(Entries from a dataset)
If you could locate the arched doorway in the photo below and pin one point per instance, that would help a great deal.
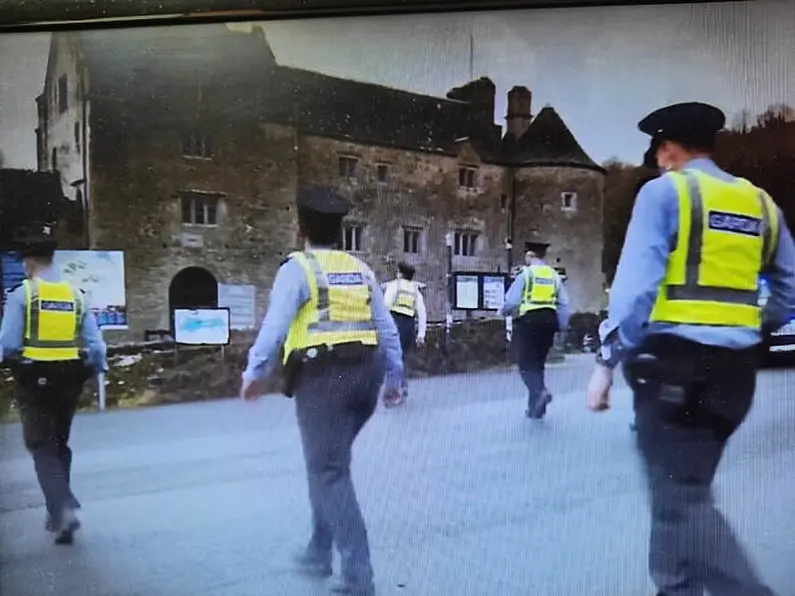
(193, 287)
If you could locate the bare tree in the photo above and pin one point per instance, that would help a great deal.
(775, 115)
(742, 122)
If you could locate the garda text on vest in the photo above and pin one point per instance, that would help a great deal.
(53, 314)
(339, 308)
(405, 299)
(727, 233)
(540, 289)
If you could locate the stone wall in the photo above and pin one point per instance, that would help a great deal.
(421, 191)
(137, 181)
(575, 234)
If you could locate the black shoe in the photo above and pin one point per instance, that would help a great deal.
(343, 586)
(69, 524)
(545, 401)
(311, 565)
(541, 409)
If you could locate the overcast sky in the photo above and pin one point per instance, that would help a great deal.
(602, 69)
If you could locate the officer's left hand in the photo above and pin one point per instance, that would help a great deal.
(599, 388)
(251, 390)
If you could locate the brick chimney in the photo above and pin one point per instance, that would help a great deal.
(520, 101)
(480, 94)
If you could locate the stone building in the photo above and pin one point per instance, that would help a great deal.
(186, 147)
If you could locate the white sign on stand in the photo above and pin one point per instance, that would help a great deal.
(202, 327)
(241, 300)
(493, 292)
(466, 292)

EXERCISE AIM:
Extract the text of all the data above word for word, leaving the pictures out.

EXERCISE SOLUTION:
If you could locate the arched doorway in the photo below and pin one point per instance, that would help a great deal.
(193, 287)
If you could locate the bare tree in the photo above and pin one point per instance, that would help a great deal.
(775, 115)
(742, 122)
If you could locate the garda text on vest in the photo above and pin one point per instance, that would help a great deal.
(53, 314)
(339, 308)
(405, 299)
(727, 233)
(540, 289)
If you could locate the stone wall in the photo above and pin one point per instance, that would help a great deal.
(421, 191)
(137, 181)
(575, 234)
If you could locate the black shoe in the photo above and pin one point per instance, that would help a great deal.
(343, 586)
(69, 524)
(545, 401)
(311, 565)
(541, 409)
If you could locate the overcast sky in the photo above and pin one point per instance, that would help a great deal.
(602, 69)
If you could locate the officer's left hand in the photo above and pin one point per instance, that would help a great deal.
(599, 388)
(251, 390)
If you could locate the brick chimney in the photo above and pin one point per instance, that would help a great deal.
(520, 101)
(480, 94)
If you could locate the stone building in the photo above and pin one point per instance, that would help a great deal.
(186, 147)
If you could locate the white sign on stand in the photo above and pin one point per instance, that would help a great deal.
(202, 327)
(241, 300)
(493, 292)
(466, 292)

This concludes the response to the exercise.